In the article below about the challenge to Cook County's assault weapons ban, how many prohibited rifles does the county law specifically name?

PASSAGE TO READ ::
-------------------------
The law prohibits the possession, acquisition and transfer of a variety of firearms, including semiautomatic rifles that can accept large-capacity magazines. Photo: Contributed/Andrew Campbell


SPRINGFIELD, IL (Capital News Illinois) — Two national gun rights organizations are asking the U.S. Supreme Court to strike down Cook County’s ban on assault-style weapons in hopes that such a decision would overturn similar bans nationally, including the statewide ban Illinois lawmakers enacted in 2023.

The Firearms Policy Coalition and the Second Amendment Foundation filed a petition with the court Wednesday, asking it to reverse the 7th Circuit Court of Appeals. In June, the 7th Circuit said plaintiffs in the case had shown no reason for the court to reverse its own precedents that have upheld assault weapons bans, including a 2019 decision upholding the Cook County law.

The petition was filed on the same day two children were killed and 17 other individuals were injured in a mass shooting at a Catholic church in Minneapolis. As of Thursday, authorities had not yet publicly identified the specific weapons used in that shooting, only to say one of them was a rifle.

It also came as the 7th Circuit is still weighing arguments in a challenge to Illinois’ statewide assault weapons ban, known as the Protect Illinois Communities Act. Illinois Attorney General Kwame Raoul’s office filed its final brief in that appeal Aug. 14. The court has not yet set a date for oral arguments.

“The AR-15 is the most popular rifle in America, owned by millions of peaceable people for lawful purposes every day,” Coalition President Brandon Combs said in a statement. “The Bill of Rights is not a suggestion, and the Second Amendment is not a second-class right.”

Cook County’s Ban

Cook County first adopted a local assault weapons ban in 1993, and it has been updated at least twice since then. It is now officially known as the Blair Holt Assault Weapons Ban, named after a Chicago teen who was killed in a 2007 shooting while protecting a high school classmate.

The law prohibits the possession, acquisition and transfer of a variety of firearms, including semiautomatic rifles that can accept large-capacity magazines. It specifically names 125 prohibited rifles, including the AR-15.

In 2018, a federal judge in Chicago upheld the law, citing a 7th Circuit decision from three years earlier upholding a nearly identical city ordinance in Highland Park. The case was appealed and in 2019, and the 7th Circuit reaffirmed its position that “bans on assault weapons and large-capacity magazines do not contravene the Second Amendment.”

The U.S. Supreme Court declined to hear an appeal of that decision.
-------------------------
Source data ::

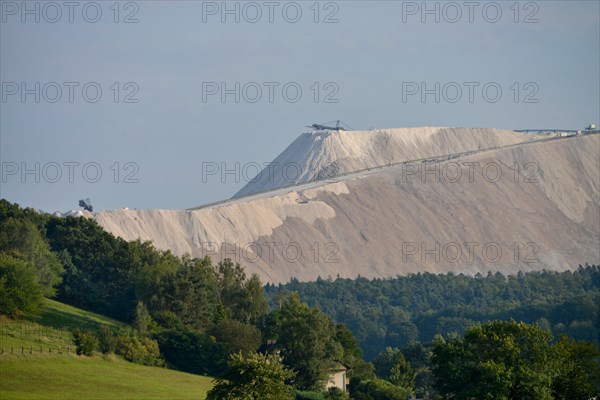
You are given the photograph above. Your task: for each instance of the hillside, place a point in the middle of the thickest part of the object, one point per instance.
(321, 154)
(43, 364)
(541, 212)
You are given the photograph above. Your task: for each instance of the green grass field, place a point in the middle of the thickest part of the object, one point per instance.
(37, 361)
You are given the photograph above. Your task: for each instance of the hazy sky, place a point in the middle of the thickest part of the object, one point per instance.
(134, 89)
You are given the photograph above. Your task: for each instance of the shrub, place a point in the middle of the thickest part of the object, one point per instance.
(191, 351)
(376, 389)
(335, 393)
(307, 395)
(143, 351)
(107, 340)
(85, 342)
(19, 287)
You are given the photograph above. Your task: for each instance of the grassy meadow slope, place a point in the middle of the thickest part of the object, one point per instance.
(38, 361)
-------------------------
EXPECTED ANSWER :: The law specifically names 125 prohibited rifles, including the AR-15.